Copy out, word for word, the lines of the rows below, starting with the line that contains "olive jacket in" and running through the final line of the rows, both included.

# [INFORMATION SUPPLIED]
==========

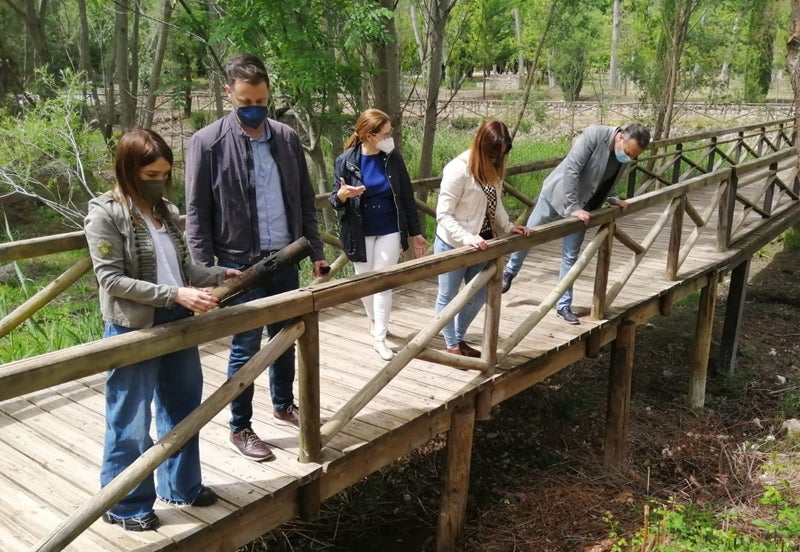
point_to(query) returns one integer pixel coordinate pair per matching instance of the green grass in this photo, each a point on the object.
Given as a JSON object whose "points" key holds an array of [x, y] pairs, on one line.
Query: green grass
{"points": [[70, 319], [673, 527]]}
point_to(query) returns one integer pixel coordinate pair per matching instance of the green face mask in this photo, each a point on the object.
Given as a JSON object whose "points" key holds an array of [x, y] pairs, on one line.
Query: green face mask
{"points": [[152, 189]]}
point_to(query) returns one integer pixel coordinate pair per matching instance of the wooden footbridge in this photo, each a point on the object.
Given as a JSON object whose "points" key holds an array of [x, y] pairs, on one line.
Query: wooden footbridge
{"points": [[701, 206]]}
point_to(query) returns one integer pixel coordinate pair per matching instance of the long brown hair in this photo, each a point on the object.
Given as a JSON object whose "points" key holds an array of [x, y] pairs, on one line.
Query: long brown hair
{"points": [[138, 148], [488, 153], [369, 122]]}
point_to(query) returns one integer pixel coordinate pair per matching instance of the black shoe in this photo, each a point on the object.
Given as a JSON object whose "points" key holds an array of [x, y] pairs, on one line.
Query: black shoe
{"points": [[466, 350], [206, 497], [568, 316], [507, 278], [247, 443], [147, 522]]}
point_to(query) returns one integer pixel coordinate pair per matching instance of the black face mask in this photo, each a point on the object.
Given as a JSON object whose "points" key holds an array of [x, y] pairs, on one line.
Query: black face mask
{"points": [[152, 189]]}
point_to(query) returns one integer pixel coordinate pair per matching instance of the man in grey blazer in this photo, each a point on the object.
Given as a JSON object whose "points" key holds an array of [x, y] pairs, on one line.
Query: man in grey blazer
{"points": [[582, 182]]}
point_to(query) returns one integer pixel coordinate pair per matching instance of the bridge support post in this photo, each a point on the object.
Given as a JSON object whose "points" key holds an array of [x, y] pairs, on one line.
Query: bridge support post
{"points": [[308, 387], [619, 396], [702, 344], [729, 341], [456, 478]]}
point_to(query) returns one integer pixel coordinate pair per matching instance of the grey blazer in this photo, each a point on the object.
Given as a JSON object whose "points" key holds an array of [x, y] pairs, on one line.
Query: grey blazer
{"points": [[125, 298], [572, 183]]}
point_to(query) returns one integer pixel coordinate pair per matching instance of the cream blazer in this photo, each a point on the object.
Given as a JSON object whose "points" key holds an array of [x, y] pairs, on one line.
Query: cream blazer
{"points": [[461, 207]]}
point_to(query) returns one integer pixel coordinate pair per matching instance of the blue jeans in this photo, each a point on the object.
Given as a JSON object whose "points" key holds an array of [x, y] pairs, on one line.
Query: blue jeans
{"points": [[543, 213], [246, 344], [175, 382], [449, 284]]}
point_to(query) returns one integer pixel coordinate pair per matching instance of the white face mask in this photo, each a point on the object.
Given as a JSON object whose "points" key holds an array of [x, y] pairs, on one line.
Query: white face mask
{"points": [[386, 145]]}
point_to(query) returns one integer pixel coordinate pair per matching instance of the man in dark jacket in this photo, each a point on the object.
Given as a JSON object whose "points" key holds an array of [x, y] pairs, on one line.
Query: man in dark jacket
{"points": [[248, 194], [582, 182]]}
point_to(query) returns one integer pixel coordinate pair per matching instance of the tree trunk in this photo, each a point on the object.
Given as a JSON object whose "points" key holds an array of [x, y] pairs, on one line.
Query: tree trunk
{"points": [[520, 49], [133, 44], [386, 81], [412, 8], [676, 15], [725, 72], [85, 65], [613, 70], [158, 60], [440, 9], [793, 64], [535, 66], [127, 102]]}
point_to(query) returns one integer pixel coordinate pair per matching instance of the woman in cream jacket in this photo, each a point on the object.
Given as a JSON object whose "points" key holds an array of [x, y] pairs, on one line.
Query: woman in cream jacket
{"points": [[470, 212]]}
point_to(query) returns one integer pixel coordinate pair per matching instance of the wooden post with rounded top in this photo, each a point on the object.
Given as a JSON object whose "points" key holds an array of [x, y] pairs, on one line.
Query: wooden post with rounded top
{"points": [[456, 477]]}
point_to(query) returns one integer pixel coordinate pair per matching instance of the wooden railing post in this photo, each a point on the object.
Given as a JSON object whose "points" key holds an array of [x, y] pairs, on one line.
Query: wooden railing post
{"points": [[676, 165], [712, 154], [456, 477], [734, 309], [309, 388], [727, 203], [675, 237], [737, 151], [769, 192], [619, 396], [491, 323], [601, 274], [702, 344]]}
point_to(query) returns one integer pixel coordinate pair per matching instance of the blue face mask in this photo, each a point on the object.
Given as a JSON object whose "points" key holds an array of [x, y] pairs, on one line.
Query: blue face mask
{"points": [[252, 116]]}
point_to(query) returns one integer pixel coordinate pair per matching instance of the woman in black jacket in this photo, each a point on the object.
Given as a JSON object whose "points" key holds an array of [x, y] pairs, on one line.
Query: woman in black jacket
{"points": [[373, 192]]}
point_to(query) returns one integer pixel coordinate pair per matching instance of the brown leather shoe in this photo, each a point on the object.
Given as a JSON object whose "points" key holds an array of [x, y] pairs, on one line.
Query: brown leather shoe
{"points": [[289, 416], [466, 350], [247, 443]]}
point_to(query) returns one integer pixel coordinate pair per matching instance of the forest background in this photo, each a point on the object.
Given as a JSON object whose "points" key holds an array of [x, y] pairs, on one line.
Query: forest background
{"points": [[74, 74]]}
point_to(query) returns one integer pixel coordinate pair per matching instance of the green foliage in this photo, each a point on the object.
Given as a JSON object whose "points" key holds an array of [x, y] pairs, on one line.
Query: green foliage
{"points": [[200, 118], [790, 402], [71, 319], [49, 154], [676, 527], [760, 36], [578, 36]]}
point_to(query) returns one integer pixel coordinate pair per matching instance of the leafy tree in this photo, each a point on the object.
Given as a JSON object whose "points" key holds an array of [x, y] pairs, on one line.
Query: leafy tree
{"points": [[48, 154], [760, 37], [577, 38]]}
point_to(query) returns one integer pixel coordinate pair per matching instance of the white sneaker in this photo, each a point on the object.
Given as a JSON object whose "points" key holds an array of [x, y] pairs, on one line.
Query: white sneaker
{"points": [[385, 352]]}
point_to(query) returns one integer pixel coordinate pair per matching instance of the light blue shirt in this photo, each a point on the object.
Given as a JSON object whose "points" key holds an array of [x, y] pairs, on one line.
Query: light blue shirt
{"points": [[273, 226]]}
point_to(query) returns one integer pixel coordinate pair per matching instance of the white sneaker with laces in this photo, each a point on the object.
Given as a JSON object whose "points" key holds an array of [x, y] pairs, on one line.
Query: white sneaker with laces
{"points": [[383, 350]]}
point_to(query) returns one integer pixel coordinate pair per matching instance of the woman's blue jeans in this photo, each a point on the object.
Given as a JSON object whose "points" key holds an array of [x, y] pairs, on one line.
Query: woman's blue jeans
{"points": [[174, 382], [449, 284], [543, 213], [245, 345]]}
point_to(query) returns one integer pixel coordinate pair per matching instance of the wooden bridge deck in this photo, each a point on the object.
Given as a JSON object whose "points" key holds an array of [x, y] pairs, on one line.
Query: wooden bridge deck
{"points": [[51, 440]]}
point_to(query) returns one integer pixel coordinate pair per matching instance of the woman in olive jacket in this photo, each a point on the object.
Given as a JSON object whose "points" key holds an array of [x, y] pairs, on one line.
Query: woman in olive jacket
{"points": [[373, 193]]}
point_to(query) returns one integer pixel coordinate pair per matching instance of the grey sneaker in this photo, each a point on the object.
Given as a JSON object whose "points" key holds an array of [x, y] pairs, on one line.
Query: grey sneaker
{"points": [[507, 278], [146, 522], [247, 443], [568, 316]]}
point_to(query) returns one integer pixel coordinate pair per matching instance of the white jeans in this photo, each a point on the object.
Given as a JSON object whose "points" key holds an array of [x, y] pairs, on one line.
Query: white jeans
{"points": [[382, 251]]}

==========

# [COMPLETE ANSWER]
point_to(query) returns one integer pixel coordinate pair per matching instance of the woman in olive jacket in this photo, each a point on the object.
Given as a JSON object whose "points" key holds an array of [x, y] pairs, on one line.
Query: woman in olive jacket
{"points": [[373, 193]]}
point_to(query) returns one integer pixel coordinate pair per matching instance of the grey sneaker in this photo, each a point on the object.
Given as a JSON object whose "points" key holds an array of [x, y] pairs, on one line.
Query: grey sneaker
{"points": [[507, 278], [146, 522], [247, 443], [568, 316]]}
point_to(query) returns one integer pixel coordinate pair per matching instance of the white jeans in this photo, each a point on the object.
Given as a JSON object whose "points" key holds an array of [x, y] pairs, on one line.
Query: white jeans
{"points": [[382, 251]]}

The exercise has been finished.